Мы любим цитировать изречение Михаила Ломоносова: «Богатство России Сибирью прирастать будет». Между тем это искажённая цитата. В действительности она выглядит так: «Российское могущество прирастать будет Сибирью и Северным океаном». Ведь если бы целью было исключительно «прирастать богатством», история русской Сибири закончилась бы так же, как история Испании в Новом Свете — отделением ограбленных некогда колоний и превращением их в независимые государства. Но Россия стремилась прирастать могуществом. А для этого надо осваивать и строить, вкладывать и развивать.
«Страна должна двинуться на восток»
По словам пресс-секретаря президента, В. Путину понравилась идея о строительстве новых городов в Сибири, но такое предложение нужно тщательно прорабатывать.
— Эта идея созвучна идее поворота всего государства на восток, — считает проректор Иркутского государственного университета, доктор социологических наук Константин Григоричев. — Лет 10–12 она так или иначе обсуждается «экспертами», учёными (это не одно и то же) на разных государственных уровнях. В обсуждении одного из вариантов доклада о повороте на восток я сам принимал участие. Это всё хорошо и здорово, но, на мой взгляд, реального поворота на восток всё-таки не происходит.

Исходные данные>
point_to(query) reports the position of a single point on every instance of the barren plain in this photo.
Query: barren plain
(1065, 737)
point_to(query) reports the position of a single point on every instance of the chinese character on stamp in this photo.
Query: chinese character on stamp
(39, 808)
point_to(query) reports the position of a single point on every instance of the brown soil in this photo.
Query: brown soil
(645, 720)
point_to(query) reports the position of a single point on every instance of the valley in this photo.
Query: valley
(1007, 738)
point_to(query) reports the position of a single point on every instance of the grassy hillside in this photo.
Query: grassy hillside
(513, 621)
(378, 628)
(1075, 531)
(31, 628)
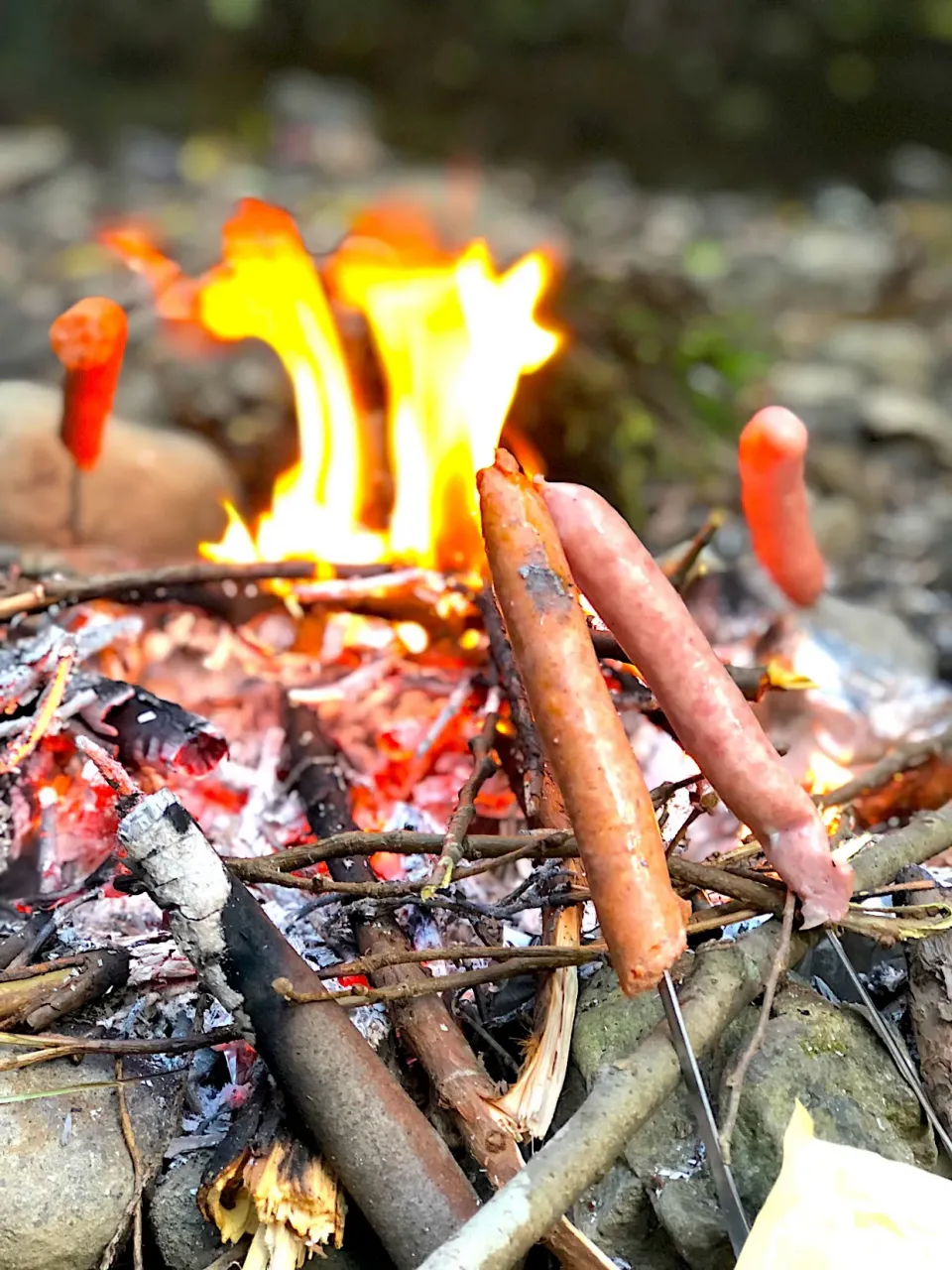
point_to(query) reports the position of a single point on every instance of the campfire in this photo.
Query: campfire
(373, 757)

Задание 1> Изложите содержание фрагмента о Сибири в двух предложениях.
Задание 2> Продолжите фрагмент о Сибири, начав сразу после его последнего предложения.

Письменный ответ 1> Известное изречение Ломоносова о Сибири обычно цитируют в искажённом виде: на самом деле речь в нём идёт о том, что Сибирью и Северным океаном будет прирастать российское могущество, а не богатство, и для этого край нужно осваивать, строить и развивать. По словам пресс-секретаря президента, Путину понравилась идея строительства новых городов в Сибири, однако проректор Иркутского государственного университета Константин Григоричев считает, что, хотя поворот страны на восток обсуждается уже 10–12 лет, реально он не происходит.

Письменный ответ 2>
Чтобы он произошёл, сама страна должна внутри себя двинуться на восток. Мы же видим вполне логичное и очень мощное движение на запад. Более того, представления о востоке у нас очень размыты. Поворот на восток — это куда? Условно: в сторону Тихого океана. Но вот мы в Сибири часто можем услышать о восточном человеке с Кавказа, притом что мы тут гораздо восточнее, чем любой Кавказ. Или под востоком имеется в виду Китай? А что у нас происходит с Китаем? Давайте вспомним «чудесную» историю с китайским заводом по розливу воды в Култуке Иркутской обл., когда предприятие получило все положенные по закону разрешительные документы, но под давлением определённых лиц — общественность! — вынуждено было демонтировать завезённое за тысячи километров оборудование. Это поворот на восток?
Настоящий поворот должен быть связан с освоением восточной части страны. Своей. Потому что — прошу прощения — нам нечем повернуться к востоку. И в этом смысле сейчас поворот на восток плохо реализуем. Что у нас есть к предъявлению? Есть такой хороший фасад, как Владивосток. Без всякой иронии: это красивый фасад, фасад большой страны, не хочу сказать — империи, но державы. Однако за этим фасадом должно быть что-то ещё, иначе получится то, что называется «фасадная реконструкция». Дом из одной стены. А в России сейчас жёстко доминирующий западный тренд и в миграции, и в экономическом движении, и во всём остальном. Иногда под этим поворотом имеют в виду проекты типа «трубы» — поставки газа, нефти в Китай или Японию. Но ведь эти глобальные инфраструктурные проекты ведут к тому, что жители востока страны становятся ненужными — для обслуживания трубы в местном населении нужды нет.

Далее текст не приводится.